==== DATA FOR THE TASK ====

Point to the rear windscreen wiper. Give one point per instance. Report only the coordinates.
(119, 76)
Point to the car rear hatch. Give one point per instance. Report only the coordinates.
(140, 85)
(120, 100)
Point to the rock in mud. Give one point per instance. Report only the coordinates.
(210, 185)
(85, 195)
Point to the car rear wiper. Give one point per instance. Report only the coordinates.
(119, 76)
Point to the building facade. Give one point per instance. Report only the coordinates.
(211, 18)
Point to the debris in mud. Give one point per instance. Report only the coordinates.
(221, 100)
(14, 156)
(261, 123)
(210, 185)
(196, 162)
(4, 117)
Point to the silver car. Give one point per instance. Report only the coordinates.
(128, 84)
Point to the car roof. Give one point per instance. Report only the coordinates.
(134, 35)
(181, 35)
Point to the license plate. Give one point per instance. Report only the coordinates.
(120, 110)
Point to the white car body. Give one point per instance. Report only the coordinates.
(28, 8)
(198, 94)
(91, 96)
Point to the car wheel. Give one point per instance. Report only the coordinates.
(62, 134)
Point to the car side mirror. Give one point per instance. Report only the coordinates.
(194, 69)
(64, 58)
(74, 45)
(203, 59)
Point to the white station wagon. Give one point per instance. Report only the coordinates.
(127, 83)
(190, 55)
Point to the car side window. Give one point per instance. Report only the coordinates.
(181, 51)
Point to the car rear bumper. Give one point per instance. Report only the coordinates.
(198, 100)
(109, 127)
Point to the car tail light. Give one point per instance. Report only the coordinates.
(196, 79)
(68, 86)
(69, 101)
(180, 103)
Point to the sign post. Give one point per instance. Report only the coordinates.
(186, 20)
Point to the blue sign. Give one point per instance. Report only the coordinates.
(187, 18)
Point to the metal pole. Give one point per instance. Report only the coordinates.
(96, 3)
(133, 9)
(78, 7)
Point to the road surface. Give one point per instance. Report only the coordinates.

====

EXERCISE DETAILS.
Set out all of the material above as a numbered list, omitting any blank lines.

WORKED SOLUTION.
1. Point to the rear windscreen wiper. Give one point per instance. Report only the coordinates.
2. (119, 76)
3. Point to the car rear hatch. Give one point per instance. Report only the coordinates.
4. (140, 85)
5. (120, 100)
6. Point to the rock in mud. Give one point per instance. Report only the coordinates.
7. (210, 185)
8. (85, 195)
9. Point to the car rear wiper. Give one point per instance. Report only the coordinates.
10. (119, 76)
11. Point to the building facade. Give one point per instance. Report only the coordinates.
12. (211, 18)
13. Point to the debris in mud. Give one point per instance. Report only the coordinates.
14. (221, 100)
15. (14, 156)
16. (261, 123)
17. (210, 185)
18. (196, 162)
19. (4, 117)
20. Point to the silver car. Give one point per instance. Report only the coordinates.
21. (128, 84)
22. Point to the car roof. Give one point per instance. Report only the coordinates.
23. (134, 35)
24. (181, 35)
25. Point to the license plate. Give one point per instance. Report only the coordinates.
26. (120, 110)
27. Point to the white car body. Give one point per instance. Report only the coordinates.
28. (28, 8)
29. (198, 94)
30. (91, 96)
31. Point to the car wheel. Give one point per instance. Report only the coordinates.
32. (62, 134)
33. Point to the car side mirror. Give one point per instance. Report only the coordinates.
34. (194, 69)
35. (64, 58)
36. (74, 45)
37. (203, 59)
38. Point to the white station wagon. Give one point per instance. Report only the coordinates.
39. (127, 83)
40. (190, 55)
41. Point to the car side window. Give one point per instance. Report only the coordinates.
42. (181, 51)
43. Point to the car rear bumper. Give one point per instance. Report only the coordinates.
44. (198, 100)
45. (109, 127)
46. Point to the car tail light. Give one point per instance. Report only the coordinates.
47. (196, 79)
48. (68, 86)
49. (69, 101)
50. (180, 103)
51. Point to the sign post. Give one point per instance. Report only the coordinates.
52. (186, 20)
53. Point to the blue sign. Give one point per instance. Report only the coordinates.
54. (187, 18)
55. Point to the metal pole. Give one point per instance. Report only the coordinates.
56. (96, 3)
57. (133, 9)
58. (78, 7)
59. Point to the road surface. Give one point per instance. Report only the coordinates.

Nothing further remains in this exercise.